WHAT YOU NEED TO DO :: Reproduce the records below in full and word for word, excluding pictures.

(Collection entries)
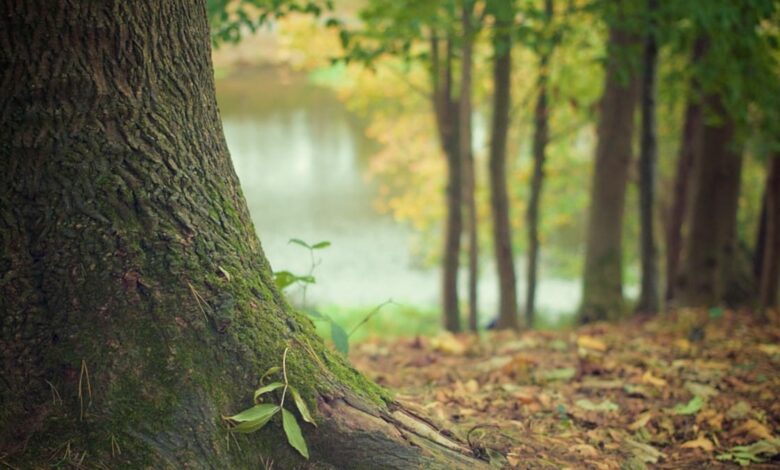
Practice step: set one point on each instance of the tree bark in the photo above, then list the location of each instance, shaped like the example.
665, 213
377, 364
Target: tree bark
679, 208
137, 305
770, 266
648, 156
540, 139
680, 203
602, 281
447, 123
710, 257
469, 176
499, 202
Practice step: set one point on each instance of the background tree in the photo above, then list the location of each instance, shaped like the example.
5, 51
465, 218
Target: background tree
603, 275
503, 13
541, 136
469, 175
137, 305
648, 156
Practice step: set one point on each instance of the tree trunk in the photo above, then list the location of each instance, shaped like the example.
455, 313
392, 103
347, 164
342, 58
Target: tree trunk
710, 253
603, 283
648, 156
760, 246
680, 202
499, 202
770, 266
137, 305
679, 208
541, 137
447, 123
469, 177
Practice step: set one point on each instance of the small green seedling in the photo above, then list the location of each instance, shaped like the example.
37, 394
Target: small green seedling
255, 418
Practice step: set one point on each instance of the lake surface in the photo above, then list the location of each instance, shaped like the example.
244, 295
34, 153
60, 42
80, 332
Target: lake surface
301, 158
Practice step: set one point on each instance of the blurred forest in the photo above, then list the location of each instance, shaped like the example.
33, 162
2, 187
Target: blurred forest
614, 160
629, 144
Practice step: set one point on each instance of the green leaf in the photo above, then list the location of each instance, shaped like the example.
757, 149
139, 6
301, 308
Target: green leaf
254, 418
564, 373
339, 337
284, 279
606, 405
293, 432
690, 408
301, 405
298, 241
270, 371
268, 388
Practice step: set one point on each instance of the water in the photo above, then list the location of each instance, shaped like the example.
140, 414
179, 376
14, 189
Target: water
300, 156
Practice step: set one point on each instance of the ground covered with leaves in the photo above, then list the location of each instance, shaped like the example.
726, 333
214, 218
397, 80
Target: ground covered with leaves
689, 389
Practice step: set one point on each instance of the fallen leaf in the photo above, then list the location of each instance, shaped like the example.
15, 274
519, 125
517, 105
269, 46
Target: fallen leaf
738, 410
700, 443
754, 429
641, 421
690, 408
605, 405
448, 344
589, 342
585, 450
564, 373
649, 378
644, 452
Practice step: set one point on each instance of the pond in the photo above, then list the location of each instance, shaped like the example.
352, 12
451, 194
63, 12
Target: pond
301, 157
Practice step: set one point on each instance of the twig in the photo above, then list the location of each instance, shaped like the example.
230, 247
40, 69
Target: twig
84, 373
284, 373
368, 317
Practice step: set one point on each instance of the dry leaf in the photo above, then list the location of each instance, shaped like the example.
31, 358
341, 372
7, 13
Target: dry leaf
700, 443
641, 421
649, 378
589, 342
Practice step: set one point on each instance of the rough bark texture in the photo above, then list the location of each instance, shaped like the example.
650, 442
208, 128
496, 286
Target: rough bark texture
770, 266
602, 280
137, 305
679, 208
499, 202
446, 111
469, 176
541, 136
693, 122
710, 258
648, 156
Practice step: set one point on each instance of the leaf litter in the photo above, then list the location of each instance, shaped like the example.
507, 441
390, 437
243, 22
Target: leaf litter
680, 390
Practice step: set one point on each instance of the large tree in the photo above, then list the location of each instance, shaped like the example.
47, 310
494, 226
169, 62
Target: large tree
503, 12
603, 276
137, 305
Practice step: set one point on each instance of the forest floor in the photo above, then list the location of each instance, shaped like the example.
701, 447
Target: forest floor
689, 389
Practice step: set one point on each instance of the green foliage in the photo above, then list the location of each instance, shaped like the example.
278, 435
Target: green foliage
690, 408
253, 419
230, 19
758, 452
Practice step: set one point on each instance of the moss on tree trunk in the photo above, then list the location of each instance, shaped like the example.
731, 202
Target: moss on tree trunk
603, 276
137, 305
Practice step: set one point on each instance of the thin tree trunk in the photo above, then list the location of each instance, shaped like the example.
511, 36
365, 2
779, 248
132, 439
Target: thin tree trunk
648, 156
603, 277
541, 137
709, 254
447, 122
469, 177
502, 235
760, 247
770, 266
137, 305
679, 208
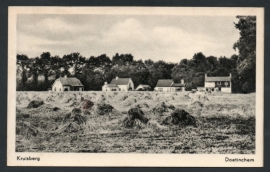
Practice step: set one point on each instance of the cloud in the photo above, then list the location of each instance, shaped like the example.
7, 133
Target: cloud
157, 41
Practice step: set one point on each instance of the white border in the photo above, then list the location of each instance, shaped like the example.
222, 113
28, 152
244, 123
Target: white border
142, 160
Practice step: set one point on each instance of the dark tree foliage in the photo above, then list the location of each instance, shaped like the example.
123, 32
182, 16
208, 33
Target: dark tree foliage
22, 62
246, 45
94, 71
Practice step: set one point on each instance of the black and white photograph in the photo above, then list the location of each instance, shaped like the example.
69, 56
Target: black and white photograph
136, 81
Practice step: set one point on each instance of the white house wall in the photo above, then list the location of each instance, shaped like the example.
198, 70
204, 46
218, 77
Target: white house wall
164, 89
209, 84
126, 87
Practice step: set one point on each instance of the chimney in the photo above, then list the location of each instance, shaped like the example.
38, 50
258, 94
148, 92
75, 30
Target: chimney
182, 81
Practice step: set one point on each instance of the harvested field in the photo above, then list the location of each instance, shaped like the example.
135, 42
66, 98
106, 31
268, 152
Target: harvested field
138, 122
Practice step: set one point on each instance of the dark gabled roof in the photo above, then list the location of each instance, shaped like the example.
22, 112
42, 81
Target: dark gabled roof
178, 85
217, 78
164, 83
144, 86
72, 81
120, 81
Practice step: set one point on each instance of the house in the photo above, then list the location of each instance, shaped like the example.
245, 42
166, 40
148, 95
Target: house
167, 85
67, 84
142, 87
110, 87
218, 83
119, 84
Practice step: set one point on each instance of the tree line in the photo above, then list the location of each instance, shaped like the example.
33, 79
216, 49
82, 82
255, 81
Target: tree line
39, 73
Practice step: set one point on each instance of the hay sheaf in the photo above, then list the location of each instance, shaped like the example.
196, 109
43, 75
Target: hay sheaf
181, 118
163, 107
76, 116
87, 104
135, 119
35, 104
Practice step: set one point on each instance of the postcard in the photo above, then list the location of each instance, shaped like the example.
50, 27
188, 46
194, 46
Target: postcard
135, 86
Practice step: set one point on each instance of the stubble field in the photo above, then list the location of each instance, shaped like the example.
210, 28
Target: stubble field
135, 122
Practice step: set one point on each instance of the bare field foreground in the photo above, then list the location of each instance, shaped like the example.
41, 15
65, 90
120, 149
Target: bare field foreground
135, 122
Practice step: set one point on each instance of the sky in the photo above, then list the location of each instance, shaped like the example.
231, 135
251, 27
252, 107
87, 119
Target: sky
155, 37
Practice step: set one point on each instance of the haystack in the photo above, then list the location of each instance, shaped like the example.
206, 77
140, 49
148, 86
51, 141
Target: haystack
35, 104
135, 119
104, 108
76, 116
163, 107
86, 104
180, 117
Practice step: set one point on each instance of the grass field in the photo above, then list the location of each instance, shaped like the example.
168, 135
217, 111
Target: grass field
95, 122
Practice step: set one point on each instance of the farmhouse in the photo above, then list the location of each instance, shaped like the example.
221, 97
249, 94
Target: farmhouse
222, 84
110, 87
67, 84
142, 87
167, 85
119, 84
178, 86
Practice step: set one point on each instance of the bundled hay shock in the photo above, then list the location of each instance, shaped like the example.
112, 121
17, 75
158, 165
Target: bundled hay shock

SOLUTION FOR THIS TASK ::
Practice step: set one point on each instance of the tree bark in the photo above, then list the location of each instance, shaped like the example.
665, 213
377, 364
Target: tree bark
679, 208
137, 305
770, 266
648, 156
540, 139
680, 203
602, 281
447, 123
710, 257
469, 176
499, 202
Practice step: set one point on each instance of the background tree in the photo above, then list the location of each instance, shaped like the example.
5, 51
465, 218
Target: background tree
603, 275
503, 13
541, 136
469, 175
137, 305
648, 156
Practice step: set one point on each instance of the tree trunk in the photo above, then list the location of each instance, shaped like the example.
455, 313
392, 103
347, 164
342, 58
Target: tree trunk
710, 253
603, 283
648, 156
760, 246
680, 202
499, 202
770, 266
137, 305
679, 208
541, 137
447, 123
469, 177
Practice step: set one point on each instance of the small green seedling in the photo above, then list the location of each instance, shaped like the example.
37, 394
Target: small green seedling
255, 418
Practice step: set one point on each instance of the lake surface in the photo above, then list the location of each instance, shaped like the example.
244, 295
34, 153
60, 42
80, 332
Target: lake surface
301, 158
Practice step: set one point on each instance of the blurred forest in the photo above, then list the location of each instance, shaped like the example.
33, 162
2, 187
Target: blurred forest
614, 160
629, 144
Practice step: set one point on each instance of the green leaf in the photo above, then list the location of each instance, shaped like the example.
757, 149
139, 6
301, 308
Target: green leaf
254, 418
564, 373
339, 337
284, 279
606, 405
293, 432
690, 408
301, 405
298, 241
270, 371
268, 388
Practice step: set one point on each instance of the water in the photo above, then list the location of each instance, shaped like the example.
140, 414
179, 376
14, 189
Target: water
300, 156
Practice step: set one point on each instance of the ground covered with leaves in the photo above, then list the location of each instance, shaped like the example.
726, 333
214, 218
397, 80
Target: ground covered with leaves
689, 389
Practice step: set one point on each instance of the fallen leaf in the photo above, then list the location of each instance, shaped like the example.
15, 274
519, 125
517, 105
269, 46
Target: fallen leaf
738, 410
700, 443
754, 429
641, 421
690, 408
605, 405
448, 344
589, 342
585, 450
564, 373
649, 378
644, 452
Practice step: set one point on each instance of the pond in the photo above, then list the location of each instance, shaped like the example.
352, 12
451, 194
63, 12
Target: pond
301, 157
Practice step: set one point on each instance of the twig in the photo above, then list the location of each instance, shaped like the example.
230, 247
40, 69
Target: twig
84, 373
284, 373
368, 317
Practice step: set one point on each instance of the dry leaf in the photo above, then list the location of each instance, shaped like the example.
31, 358
341, 372
7, 13
Target: dry leaf
700, 443
641, 421
649, 378
589, 342
Practice step: set one point on each instance of the rough bark texture in the photo above, then list the location of each instance, shaped like the example.
650, 442
208, 128
496, 286
Target: rough bark texture
770, 266
602, 280
137, 305
679, 208
499, 202
446, 111
469, 176
541, 136
693, 122
710, 258
648, 156
Practice step: set one point on each instance of the leaf litter in the photo above, then list the location of each instance, shaped like the example.
507, 441
390, 437
243, 22
Target: leaf litter
680, 390
Practice step: set one point on each instance of the large tree in the photo above, then list the location of each instance, shaped like the example.
47, 310
494, 226
169, 62
Target: large tree
503, 12
603, 276
137, 305
Practice step: set one point on each instance of the forest floor in the photo above, then list the location of each instance, shaped like the example.
701, 447
Target: forest floor
689, 389
Practice step: set one point on each instance of the green foliage in the photo above, then list the location of each instance, shaped like the example.
278, 435
Target: green foliage
690, 408
253, 419
230, 19
758, 452
Practice step: set one point on each instance of the moss on tree trunk in the photo above, then list the location of each instance, shaped like the example.
731, 202
Target: moss on tree trunk
603, 276
137, 305
Practice step: set one point on each instance of the thin tree trunk in the photo above, then list the location of each instance, shaped like the example.
511, 36
365, 2
779, 248
132, 439
Target: thin tree trunk
648, 156
603, 277
541, 137
709, 254
447, 122
469, 177
502, 235
760, 247
770, 266
137, 305
679, 208
Practice step: set one point on each instance of the cloud in the photo above, then list the location of each instance, shaped like the example.
7, 133
Target: cloud
157, 41
Practice step: set one point on each instance of the white border in the photo above, then list the location of each instance, shaped like the example.
222, 113
28, 152
244, 123
Target: white border
142, 160
Practice step: set one point on each instance of the dark tree foliage in the photo above, then list the location of each instance, shaped like the example.
123, 32
182, 16
208, 33
Target: dark tree foliage
22, 62
246, 45
94, 71
Practice step: set one point on each instance of the black and white photograph in the photo above, then list the location of each instance, shaped like the example.
69, 56
Target: black and white photograph
136, 81
Practice step: set one point on each instance of the white house wall in the photo above, then list the location of each instance, shaped like the example.
198, 70
204, 46
218, 77
Target: white house wall
164, 89
209, 84
126, 87
Practice step: set one point on each instance of the chimney in the photo above, then list the location of each instance, shaped like the example.
38, 50
258, 94
148, 92
75, 30
Target: chimney
182, 81
Practice step: set one point on each instance of the harvested field in the photo above, then list the location of each instance, shaped like the example.
135, 42
66, 98
106, 31
268, 152
Target: harvested field
138, 122
Practice step: set one point on each instance of the dark gabled roof in the photo above, then list the location of each instance, shaped like the example.
22, 112
42, 81
Target: dark gabled roof
178, 85
217, 78
164, 83
144, 86
72, 81
120, 81
Practice step: set one point on each instance of the house in the photo above, then list the location of each instance, shaped like the example.
245, 42
166, 40
148, 95
Target: house
167, 85
67, 84
142, 87
110, 87
218, 83
119, 84
Practice step: set one point on each instance of the tree line in the photo above, then list the location of each instance, shaped like the example.
33, 79
216, 49
82, 82
255, 81
Target: tree line
39, 73
Practice step: set one point on each instance of the hay sheaf in the photo above, then list the location of each instance, shaped like the example.
196, 109
43, 75
Target: hay sheaf
181, 118
163, 107
76, 116
87, 104
135, 119
35, 104
Practice step: set one point on each instance of the postcard in the photo above, then list the location of each instance, shaped like the example.
50, 27
188, 46
194, 46
Target: postcard
135, 86
Practice step: set one point on each instance of the stubble field in the photo above, then list the location of each instance, shaped like the example.
210, 28
Target: stubble field
135, 122
Practice step: set one point on each instance of the bare field foreground in the photo above, then list the location of each instance, shaped like the example.
41, 15
65, 90
120, 149
Target: bare field foreground
135, 122
Practice step: set one point on each instance of the sky in the photo above, then list the location of each instance, shaped like the example.
231, 135
251, 27
252, 107
87, 119
Target: sky
155, 37
Practice step: set one point on each instance of the haystack in the photo above, then list the location of each instance, shaped like the example.
206, 77
140, 49
148, 86
51, 141
Target: haystack
35, 104
135, 119
104, 108
76, 116
163, 107
86, 104
180, 117
Practice step: set one point on each instance of the grass field in the photo above, then list the location of each instance, shaped like the example.
168, 135
217, 111
Target: grass field
95, 122
Practice step: set one point on each instance of the farmhouse in the photo above, then list the location of each instance, shaped like the example.
221, 97
249, 94
Target: farmhouse
222, 84
110, 87
67, 84
142, 87
167, 85
119, 84
178, 86
Practice step: set one point on each instance of the bundled hay shock in the photo above, then list the location of each instance, shaped like the example.
112, 121
17, 75
158, 165
Target: bundled hay shock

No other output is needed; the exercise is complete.